* [Activity]:
Return the data that follows, keeping every word and mark unchanged.

Provided information START

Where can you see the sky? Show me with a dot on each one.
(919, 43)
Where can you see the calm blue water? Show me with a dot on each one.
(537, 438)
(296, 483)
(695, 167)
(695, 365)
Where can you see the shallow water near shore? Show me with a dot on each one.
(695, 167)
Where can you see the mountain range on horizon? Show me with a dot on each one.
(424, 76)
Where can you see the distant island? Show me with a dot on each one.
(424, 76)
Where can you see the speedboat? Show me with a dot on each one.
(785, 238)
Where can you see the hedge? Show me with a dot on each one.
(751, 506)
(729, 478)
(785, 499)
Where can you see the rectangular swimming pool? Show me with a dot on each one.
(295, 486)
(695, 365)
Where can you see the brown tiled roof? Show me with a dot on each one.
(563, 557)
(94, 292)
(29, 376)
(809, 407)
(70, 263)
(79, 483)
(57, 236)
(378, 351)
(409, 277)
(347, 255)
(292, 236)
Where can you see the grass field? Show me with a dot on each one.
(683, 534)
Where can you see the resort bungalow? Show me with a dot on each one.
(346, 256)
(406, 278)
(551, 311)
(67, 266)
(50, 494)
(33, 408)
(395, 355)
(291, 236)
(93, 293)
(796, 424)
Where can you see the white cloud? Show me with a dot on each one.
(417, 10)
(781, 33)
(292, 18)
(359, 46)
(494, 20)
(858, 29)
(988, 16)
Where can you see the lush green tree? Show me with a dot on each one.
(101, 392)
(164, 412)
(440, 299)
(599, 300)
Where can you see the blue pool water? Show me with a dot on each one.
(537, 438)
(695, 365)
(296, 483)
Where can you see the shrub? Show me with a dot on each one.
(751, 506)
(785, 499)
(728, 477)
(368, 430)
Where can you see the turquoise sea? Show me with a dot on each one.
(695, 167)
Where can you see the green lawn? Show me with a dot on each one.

Provided information END

* [Response to the exercise]:
Where can you see the sky? Show me with a dot on each one.
(919, 43)
Where can you see the calm blue water? Show me with a dot on each one.
(537, 438)
(296, 483)
(695, 167)
(695, 365)
Where can you see the shallow water near shore? Show me with a dot on each one.
(695, 167)
Where can you see the mountain range on horizon? Show me with a dot on each one.
(424, 76)
Where can you see the distant island? Show me with a dot on each one.
(424, 76)
Where can you see the speedboat? Show me with a dot on each one.
(785, 238)
Where can you see the hedge? Show me with a dot on each one.
(751, 506)
(729, 478)
(785, 499)
Where can you see the rectangular swimming pool? Show me with a dot on each one.
(295, 486)
(695, 365)
Where can you see the brown tiled roof? Show me with a dot on each one.
(563, 557)
(94, 292)
(29, 376)
(809, 407)
(70, 263)
(79, 483)
(57, 236)
(378, 351)
(409, 277)
(347, 255)
(292, 236)
Where can you see the grass field? Show me with a dot on each one.
(683, 534)
Where can you see the resort bungalow? Show me with a dot on each one.
(346, 256)
(406, 278)
(551, 311)
(67, 266)
(50, 494)
(33, 408)
(395, 355)
(291, 236)
(93, 293)
(796, 424)
Where can you see the white cloud? Show me with a dot on each one.
(417, 10)
(781, 33)
(292, 18)
(359, 46)
(494, 20)
(858, 29)
(988, 16)
Where can you see the lush green tree? Show me with a dot on each one.
(101, 392)
(164, 412)
(440, 299)
(599, 300)
Where can you see the blue pool water? Show me with a dot on each one.
(537, 438)
(695, 365)
(296, 483)
Where can you see the shrub? Show me with a dot on each one.
(751, 506)
(785, 499)
(728, 477)
(368, 430)
Where can you see the turquoise sea? Show me with a dot on each one.
(695, 167)
Where can you see the green lawn? Show me with a dot on each one.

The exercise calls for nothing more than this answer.